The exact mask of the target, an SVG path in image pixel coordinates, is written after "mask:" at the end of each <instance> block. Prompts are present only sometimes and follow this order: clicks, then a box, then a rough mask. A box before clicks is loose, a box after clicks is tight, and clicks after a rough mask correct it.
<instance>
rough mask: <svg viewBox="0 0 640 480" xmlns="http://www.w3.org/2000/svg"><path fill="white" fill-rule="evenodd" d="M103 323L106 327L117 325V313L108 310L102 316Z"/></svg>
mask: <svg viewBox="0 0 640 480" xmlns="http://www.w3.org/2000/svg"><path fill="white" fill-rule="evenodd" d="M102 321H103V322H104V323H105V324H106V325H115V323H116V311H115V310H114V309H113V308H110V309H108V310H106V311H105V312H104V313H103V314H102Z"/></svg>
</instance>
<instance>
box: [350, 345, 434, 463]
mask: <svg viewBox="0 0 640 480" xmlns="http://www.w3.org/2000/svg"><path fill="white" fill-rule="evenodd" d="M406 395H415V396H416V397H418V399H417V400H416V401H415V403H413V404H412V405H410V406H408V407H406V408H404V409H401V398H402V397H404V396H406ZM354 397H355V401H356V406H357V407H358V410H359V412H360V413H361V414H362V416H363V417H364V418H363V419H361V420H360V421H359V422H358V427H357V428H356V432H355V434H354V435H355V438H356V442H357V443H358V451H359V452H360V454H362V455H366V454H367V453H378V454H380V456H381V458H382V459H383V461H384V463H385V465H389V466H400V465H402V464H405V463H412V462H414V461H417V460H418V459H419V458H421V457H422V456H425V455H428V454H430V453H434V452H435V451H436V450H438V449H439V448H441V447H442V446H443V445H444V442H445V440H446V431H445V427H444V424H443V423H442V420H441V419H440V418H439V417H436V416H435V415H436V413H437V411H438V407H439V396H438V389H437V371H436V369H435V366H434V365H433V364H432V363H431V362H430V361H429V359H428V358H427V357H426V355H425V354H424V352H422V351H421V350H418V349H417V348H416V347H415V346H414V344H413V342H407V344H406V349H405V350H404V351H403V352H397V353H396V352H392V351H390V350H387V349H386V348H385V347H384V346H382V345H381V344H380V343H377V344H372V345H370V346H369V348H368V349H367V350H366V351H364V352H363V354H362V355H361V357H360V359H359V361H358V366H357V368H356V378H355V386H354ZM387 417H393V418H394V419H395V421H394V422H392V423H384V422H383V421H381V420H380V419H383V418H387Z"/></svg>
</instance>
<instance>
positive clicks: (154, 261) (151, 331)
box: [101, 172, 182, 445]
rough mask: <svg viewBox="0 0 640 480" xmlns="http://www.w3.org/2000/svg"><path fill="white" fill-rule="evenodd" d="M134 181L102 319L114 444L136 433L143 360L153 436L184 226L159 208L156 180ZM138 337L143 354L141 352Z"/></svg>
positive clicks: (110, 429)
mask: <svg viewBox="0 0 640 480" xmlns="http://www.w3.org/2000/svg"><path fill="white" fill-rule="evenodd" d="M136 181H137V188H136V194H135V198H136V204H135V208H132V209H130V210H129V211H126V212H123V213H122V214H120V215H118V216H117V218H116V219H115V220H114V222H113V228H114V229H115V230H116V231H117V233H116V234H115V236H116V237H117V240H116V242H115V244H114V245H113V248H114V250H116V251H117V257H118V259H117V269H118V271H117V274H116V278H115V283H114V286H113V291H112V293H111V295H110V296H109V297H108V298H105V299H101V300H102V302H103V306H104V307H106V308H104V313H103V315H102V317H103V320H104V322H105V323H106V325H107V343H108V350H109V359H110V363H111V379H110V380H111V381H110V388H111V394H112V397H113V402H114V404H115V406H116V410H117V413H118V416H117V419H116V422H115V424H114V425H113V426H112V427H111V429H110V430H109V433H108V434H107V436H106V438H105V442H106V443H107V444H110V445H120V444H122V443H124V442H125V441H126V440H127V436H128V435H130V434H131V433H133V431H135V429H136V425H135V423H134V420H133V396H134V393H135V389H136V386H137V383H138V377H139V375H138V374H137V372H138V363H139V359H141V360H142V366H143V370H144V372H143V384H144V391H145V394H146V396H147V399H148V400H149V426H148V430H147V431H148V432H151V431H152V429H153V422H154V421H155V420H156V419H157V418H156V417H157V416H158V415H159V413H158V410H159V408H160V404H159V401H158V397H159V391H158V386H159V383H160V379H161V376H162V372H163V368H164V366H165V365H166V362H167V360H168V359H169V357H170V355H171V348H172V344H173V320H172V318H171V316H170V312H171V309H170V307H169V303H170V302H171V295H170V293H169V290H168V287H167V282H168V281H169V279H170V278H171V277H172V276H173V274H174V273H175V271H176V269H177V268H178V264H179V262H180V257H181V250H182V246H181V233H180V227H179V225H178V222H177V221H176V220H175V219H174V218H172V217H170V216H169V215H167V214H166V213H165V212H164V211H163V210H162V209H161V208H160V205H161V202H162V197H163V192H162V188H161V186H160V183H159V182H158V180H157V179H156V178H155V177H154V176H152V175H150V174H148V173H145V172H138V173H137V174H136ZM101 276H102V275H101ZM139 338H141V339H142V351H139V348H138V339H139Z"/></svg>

□ □ □ □

→ **About this task**
Starting at the first line of the material above and stopping after the line that contains "323L106 327L117 325V313L108", set out those lines as a numbered list and leave out any blank lines.

→ **Response area**
1. The exact mask of the target, an SVG path in image pixel coordinates, is written after "mask:" at the end of each <instance> block. Prompts are present only sometimes and follow this order: clicks, then a box, then a rough mask. A box before clicks is loose, a box after clicks is tight, and clicks after a rough mask correct it.
2. <instance>
3. rough mask: <svg viewBox="0 0 640 480" xmlns="http://www.w3.org/2000/svg"><path fill="white" fill-rule="evenodd" d="M103 323L106 327L117 325V313L108 310L102 316Z"/></svg>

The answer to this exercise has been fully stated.